Extract to read:
# L5: rankings from pairwise comparisons
Here we explore how to extract hidden rankings from pairwise comparisons, e.g. games between teams in sport.


In [None]:
%load_ext autoreload
%autoreload 2

In [None]:
import numpy as np
import pandas as pd
import networkx as nx

In [None]:
import sys
sys.path.append('../../../src/')
import tools as tl
import plot as viz
from plot import BLACK
import io as io
import ranking_tools.springrank as sr
import ranking_tools.bradley_terry as bt
import ranking_tools.process_input_into_matrix as prcs

In [None]:
import scipy.stats as st
from sklearn.cluster import AffinityPropagation
from matplotlib.lines import Line2D
from adjustText import adjust_text
from scipy.stats import pearsonr, spearmanr

In [None]:
import matplotlib.pyplot as plt
from matplotlib.colors import ListedColormap

colormap = plt.cm.tab10
colors = {i: colormap(i) for i in range(20)}

In [None]:
import cv_tools as cvtl
from statsbombpy import sb


In [None]:
outdir_fig = '../figures/'
lecture_id = 5

In [None]:
seed = 10
prng = np.random.RandomState(seed)

# 0. Download code
- [SpringRank](https://github.com/LarremoreLab/SpringRank/blob/master/springrank/springrank.py)


# 1. Import data

**Source**: download a dataset from [StatsBomb open data](https://github.com/statsbomb/open-data/tree/master).  

We will use the python package [`statsbombpy`](https://github.com/statsbomb/statsbombpy) to process the raw data.

We start by downloading matches from at least two different competitions, to be able to compare them

## 1.1 Import raw data

In [None]:
df_comp = sb.competitions()

In [None]:
mask = df_comp['competition_international'] == False
df_comp = df_comp[mask]
competitionId2Name = dict(zip(df_comp['competition_id'],df_comp['competition_name']))
df_comp.competition_name.unique()

In [None]:
competition_ids = [37,49,12,2,11]
season_ids = [90,3,27,27,27]

compId2sort = {c: i for i,c in enumerate(competition_ids)}

In [None]:
games = {c: sb.matches(competition_id=c, season_id=season_ids[i]) for i, c in enumerate(competition_ids)}

In [None]:
cols = ['match_id', 'match_date','home_team', 'away_team', 'home_score', 'away_score']
games[49][cols].head()

## 1.2 Process into a matrix

In [None]:
df = {competition_id: prcs.process_games(games[competition_id]) for competition_id in competition_ids}

A, encoder_teams = {}, {}
for k,v in df.items():
    A[k],encoder_teams[k] = prcs.df2matrix(v,score_label='points',method='points')
    print(k,A[k].shape)

In [None]:
def get_points(df: pd.DataFrame, competition_id: int = None):
    '''
    Get total number of points for each team
    '''
    df_home = df.groupby(by=['home_team'])['home_points'].agg(['count','sum']).reset_index()
    df_home.rename(columns={'home_team':'node_label', 'count':'n_matches','sum': 'points'},inplace=True)

What you should do: Return, word for word, the stretch of the ranking notebook above from "df_comp.competition_name.unique()" through "games[49][cols].head()".

[Image outline annotation entries]
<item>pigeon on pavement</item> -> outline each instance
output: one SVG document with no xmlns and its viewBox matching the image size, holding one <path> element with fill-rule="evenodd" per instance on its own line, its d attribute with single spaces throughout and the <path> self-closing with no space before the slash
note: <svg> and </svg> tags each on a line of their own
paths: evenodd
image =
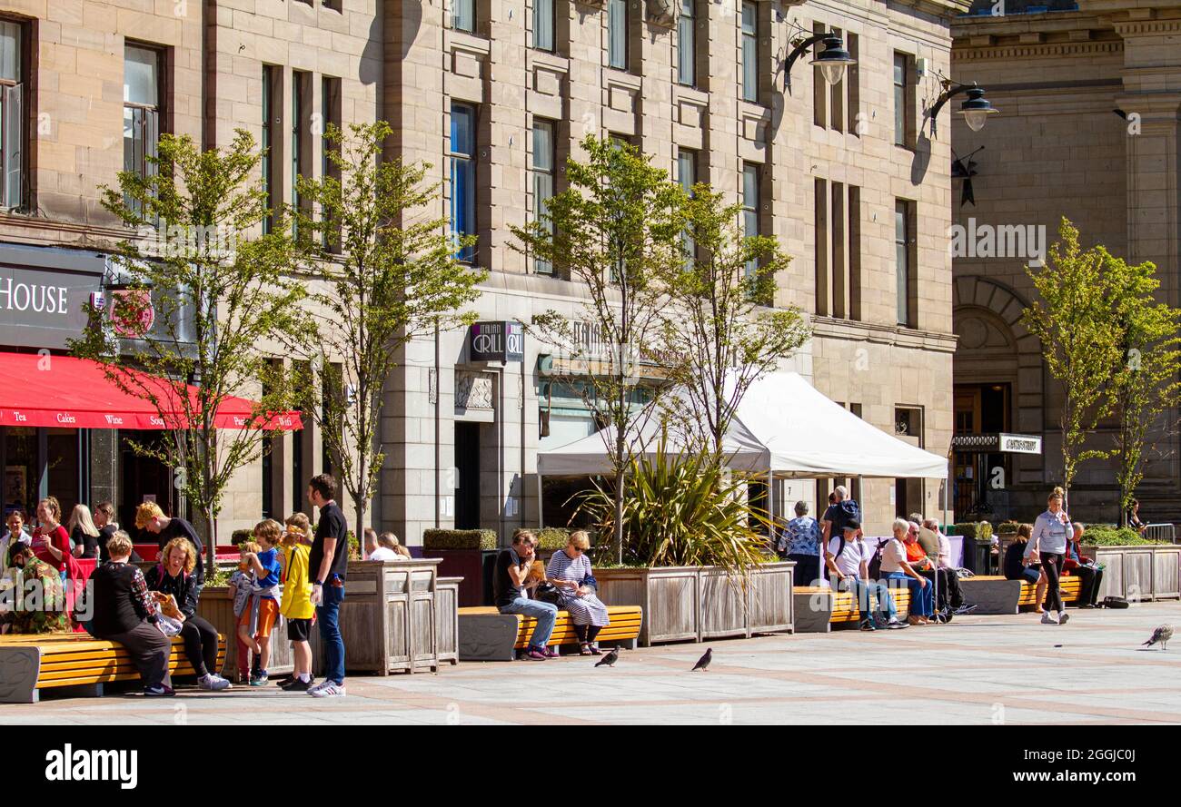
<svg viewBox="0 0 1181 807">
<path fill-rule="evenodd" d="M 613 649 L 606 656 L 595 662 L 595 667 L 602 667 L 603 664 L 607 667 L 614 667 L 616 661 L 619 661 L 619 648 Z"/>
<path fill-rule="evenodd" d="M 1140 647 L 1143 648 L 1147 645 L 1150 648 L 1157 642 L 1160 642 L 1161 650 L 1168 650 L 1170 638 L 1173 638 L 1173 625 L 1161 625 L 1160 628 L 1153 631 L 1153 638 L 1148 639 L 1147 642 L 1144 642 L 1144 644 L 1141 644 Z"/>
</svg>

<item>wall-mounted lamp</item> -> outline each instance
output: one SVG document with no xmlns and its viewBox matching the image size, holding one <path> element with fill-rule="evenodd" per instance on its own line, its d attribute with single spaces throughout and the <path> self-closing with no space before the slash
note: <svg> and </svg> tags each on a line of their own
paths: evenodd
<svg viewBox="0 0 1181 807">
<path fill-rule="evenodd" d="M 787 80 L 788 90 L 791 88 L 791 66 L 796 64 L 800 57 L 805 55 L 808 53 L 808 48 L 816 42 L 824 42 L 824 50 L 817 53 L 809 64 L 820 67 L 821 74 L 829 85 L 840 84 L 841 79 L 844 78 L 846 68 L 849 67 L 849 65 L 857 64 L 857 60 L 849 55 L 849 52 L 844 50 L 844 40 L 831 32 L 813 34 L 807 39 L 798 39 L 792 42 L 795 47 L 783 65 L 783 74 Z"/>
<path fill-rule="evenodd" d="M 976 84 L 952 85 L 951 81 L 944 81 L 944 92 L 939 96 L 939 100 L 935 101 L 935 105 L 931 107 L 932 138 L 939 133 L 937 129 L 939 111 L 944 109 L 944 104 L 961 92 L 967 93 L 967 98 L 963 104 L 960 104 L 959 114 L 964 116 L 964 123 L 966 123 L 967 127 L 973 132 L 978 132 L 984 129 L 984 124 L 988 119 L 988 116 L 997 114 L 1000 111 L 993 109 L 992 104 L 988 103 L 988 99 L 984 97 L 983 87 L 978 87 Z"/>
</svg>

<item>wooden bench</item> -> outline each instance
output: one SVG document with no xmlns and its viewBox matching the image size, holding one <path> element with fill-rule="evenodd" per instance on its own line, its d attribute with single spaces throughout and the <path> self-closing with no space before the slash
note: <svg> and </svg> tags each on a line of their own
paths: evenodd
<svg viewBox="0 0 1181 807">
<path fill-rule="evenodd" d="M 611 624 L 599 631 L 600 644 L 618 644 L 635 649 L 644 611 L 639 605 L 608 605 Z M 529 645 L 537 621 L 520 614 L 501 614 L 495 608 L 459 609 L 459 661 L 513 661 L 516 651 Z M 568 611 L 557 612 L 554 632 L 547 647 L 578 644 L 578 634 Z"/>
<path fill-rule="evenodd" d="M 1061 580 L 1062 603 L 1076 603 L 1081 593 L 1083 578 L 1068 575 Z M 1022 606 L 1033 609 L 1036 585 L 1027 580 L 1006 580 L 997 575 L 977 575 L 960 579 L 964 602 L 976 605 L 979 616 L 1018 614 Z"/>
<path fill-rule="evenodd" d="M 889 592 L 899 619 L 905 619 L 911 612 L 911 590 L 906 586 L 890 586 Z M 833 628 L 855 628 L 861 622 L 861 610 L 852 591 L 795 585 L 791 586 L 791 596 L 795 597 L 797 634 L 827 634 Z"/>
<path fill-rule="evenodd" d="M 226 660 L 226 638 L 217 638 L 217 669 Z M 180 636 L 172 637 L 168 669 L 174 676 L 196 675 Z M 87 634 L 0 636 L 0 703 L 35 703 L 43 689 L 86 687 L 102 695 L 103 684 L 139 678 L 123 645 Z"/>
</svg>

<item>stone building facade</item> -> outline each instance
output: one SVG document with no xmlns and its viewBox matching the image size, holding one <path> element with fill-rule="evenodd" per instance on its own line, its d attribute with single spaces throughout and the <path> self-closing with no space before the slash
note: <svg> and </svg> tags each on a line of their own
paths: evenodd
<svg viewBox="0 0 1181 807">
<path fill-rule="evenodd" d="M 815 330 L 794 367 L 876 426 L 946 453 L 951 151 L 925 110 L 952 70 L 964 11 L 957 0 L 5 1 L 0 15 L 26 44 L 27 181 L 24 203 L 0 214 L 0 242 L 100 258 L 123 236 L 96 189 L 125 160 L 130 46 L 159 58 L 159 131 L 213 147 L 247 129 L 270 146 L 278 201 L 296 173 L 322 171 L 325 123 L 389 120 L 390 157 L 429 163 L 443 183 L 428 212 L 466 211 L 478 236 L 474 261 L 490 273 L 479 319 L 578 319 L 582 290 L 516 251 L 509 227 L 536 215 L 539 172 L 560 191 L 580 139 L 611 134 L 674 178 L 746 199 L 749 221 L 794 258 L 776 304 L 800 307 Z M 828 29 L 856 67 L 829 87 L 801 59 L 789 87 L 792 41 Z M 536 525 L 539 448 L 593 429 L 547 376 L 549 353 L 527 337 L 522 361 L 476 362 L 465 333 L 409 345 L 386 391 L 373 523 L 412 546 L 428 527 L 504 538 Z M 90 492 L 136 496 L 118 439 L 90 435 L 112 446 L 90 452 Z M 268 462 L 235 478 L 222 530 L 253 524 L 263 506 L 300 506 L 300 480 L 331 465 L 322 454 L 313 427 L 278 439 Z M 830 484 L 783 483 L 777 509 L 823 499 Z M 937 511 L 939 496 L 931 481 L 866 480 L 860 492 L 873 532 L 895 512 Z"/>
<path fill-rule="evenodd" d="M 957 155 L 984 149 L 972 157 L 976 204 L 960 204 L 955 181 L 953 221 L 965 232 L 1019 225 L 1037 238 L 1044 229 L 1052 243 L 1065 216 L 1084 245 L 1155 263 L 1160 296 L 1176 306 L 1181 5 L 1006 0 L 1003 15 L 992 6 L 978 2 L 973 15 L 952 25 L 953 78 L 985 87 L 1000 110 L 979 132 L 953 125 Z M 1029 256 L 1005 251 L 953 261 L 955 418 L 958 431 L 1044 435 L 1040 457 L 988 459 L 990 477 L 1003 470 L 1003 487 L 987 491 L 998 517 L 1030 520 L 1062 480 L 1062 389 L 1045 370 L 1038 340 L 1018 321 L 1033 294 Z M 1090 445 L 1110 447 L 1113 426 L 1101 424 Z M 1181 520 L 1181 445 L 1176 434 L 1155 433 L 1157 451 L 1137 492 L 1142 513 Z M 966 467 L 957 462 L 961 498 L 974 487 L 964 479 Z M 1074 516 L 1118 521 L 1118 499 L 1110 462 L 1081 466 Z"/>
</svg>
...
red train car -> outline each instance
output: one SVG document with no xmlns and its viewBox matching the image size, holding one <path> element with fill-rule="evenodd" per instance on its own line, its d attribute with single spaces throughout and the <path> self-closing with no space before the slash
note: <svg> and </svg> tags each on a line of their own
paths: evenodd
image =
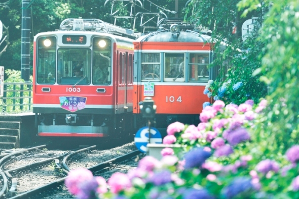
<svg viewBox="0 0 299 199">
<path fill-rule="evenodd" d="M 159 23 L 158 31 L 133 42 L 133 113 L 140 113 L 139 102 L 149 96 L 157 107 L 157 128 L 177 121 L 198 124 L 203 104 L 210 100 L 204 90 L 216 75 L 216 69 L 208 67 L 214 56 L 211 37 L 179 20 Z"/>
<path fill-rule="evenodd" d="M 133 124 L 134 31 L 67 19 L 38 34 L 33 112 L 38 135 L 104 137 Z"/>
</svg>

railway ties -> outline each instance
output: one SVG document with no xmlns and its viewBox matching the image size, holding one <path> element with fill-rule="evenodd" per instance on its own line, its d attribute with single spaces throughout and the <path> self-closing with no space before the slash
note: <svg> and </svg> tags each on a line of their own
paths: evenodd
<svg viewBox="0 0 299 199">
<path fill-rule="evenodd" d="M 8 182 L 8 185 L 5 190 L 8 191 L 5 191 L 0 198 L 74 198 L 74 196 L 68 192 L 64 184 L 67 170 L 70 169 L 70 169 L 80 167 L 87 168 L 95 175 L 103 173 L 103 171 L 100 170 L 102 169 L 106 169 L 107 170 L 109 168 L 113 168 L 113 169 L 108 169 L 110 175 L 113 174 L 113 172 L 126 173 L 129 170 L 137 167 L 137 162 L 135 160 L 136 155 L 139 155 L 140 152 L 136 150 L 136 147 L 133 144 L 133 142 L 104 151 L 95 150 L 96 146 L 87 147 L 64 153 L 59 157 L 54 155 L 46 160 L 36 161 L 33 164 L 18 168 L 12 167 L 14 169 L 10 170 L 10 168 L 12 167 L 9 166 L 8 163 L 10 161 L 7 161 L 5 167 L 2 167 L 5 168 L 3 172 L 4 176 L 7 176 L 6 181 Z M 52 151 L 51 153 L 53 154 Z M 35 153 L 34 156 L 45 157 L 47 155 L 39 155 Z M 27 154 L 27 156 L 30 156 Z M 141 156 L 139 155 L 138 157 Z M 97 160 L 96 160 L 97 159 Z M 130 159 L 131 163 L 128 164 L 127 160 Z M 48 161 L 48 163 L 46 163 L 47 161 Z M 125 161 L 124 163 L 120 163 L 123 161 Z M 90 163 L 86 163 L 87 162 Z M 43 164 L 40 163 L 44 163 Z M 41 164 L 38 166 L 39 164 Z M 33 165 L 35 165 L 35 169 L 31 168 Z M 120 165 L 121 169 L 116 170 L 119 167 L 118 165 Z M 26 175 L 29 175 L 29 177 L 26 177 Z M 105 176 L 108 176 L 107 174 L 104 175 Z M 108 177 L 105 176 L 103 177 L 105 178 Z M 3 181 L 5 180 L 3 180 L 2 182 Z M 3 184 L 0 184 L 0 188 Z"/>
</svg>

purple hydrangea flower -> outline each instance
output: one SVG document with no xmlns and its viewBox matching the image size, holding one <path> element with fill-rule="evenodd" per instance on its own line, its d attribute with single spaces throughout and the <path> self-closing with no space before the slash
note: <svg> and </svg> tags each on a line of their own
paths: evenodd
==
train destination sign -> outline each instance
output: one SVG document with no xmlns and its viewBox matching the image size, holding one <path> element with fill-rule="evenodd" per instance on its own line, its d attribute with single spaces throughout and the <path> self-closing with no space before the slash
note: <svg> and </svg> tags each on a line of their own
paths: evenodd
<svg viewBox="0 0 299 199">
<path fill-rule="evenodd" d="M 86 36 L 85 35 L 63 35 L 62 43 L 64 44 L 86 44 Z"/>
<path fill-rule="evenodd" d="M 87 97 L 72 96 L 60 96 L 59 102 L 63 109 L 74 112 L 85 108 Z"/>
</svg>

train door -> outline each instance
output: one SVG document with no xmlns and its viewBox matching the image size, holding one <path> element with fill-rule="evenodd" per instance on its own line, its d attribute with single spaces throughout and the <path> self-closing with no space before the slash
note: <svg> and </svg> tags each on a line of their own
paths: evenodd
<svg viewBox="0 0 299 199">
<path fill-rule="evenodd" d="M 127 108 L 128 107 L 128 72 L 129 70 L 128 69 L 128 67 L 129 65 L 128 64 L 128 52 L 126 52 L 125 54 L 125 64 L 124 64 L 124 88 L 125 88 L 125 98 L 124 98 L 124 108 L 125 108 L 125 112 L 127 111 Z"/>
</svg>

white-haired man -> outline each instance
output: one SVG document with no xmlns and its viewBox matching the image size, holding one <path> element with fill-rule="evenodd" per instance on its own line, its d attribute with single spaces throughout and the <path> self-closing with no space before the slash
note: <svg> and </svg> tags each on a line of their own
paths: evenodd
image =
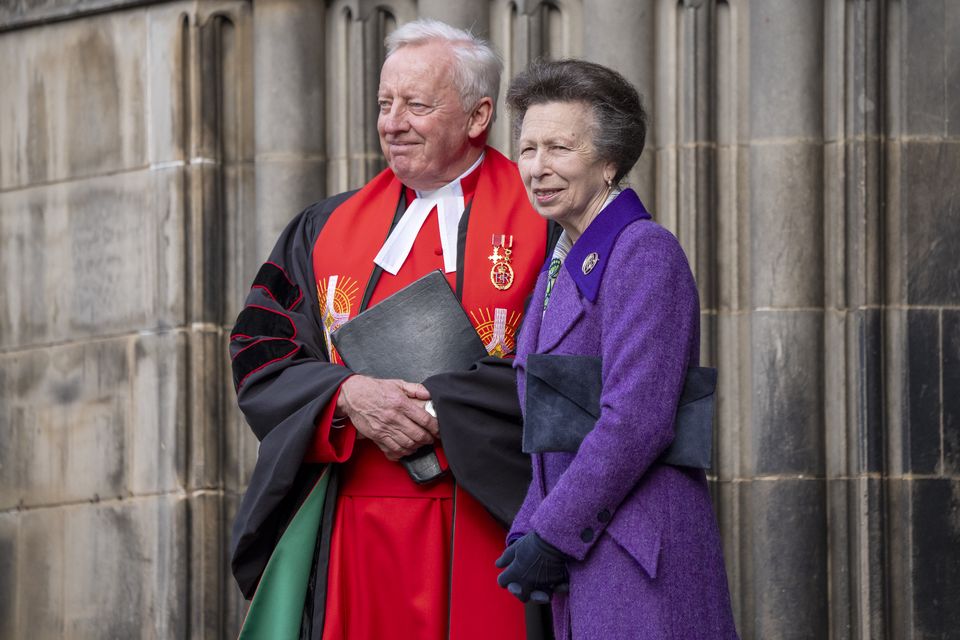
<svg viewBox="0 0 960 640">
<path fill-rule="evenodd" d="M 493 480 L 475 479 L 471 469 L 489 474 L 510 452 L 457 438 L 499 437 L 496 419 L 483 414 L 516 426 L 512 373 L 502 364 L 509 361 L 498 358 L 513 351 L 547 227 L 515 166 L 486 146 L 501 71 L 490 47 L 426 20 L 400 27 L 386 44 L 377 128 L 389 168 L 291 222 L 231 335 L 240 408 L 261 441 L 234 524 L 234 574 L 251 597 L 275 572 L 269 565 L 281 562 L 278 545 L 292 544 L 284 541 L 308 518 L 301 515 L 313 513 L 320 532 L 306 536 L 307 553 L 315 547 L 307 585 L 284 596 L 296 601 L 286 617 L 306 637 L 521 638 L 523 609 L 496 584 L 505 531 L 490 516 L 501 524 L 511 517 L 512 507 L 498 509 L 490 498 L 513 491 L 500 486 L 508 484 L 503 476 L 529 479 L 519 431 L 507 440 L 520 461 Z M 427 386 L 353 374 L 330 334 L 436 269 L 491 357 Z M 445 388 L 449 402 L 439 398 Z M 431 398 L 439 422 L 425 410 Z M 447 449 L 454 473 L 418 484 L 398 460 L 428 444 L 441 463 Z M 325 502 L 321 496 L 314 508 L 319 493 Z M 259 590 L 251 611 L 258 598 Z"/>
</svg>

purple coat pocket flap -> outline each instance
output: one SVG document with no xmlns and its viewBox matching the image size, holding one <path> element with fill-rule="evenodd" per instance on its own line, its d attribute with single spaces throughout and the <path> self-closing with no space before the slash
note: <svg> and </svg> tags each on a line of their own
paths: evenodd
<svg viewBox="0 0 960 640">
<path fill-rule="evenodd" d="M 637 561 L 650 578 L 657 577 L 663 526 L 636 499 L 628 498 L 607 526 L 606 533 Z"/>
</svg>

Expected answer:
df_comp.competition_name.unique()

In [None]:
competition_ids = [37,49,12,2,11]
season_ids = [90,3,27,27,27]

compId2sort = {c: i for i,c in enumerate(competition_ids)}

In [None]:
games = {c: sb.matches(competition_id=c, season_id=season_ids[i]) for i, c in enumerate(competition_ids)}

In [None]:
cols = ['match_id', 'match_date','home_team', 'away_team', 'home_score', 'away_score']
games[49][cols].head()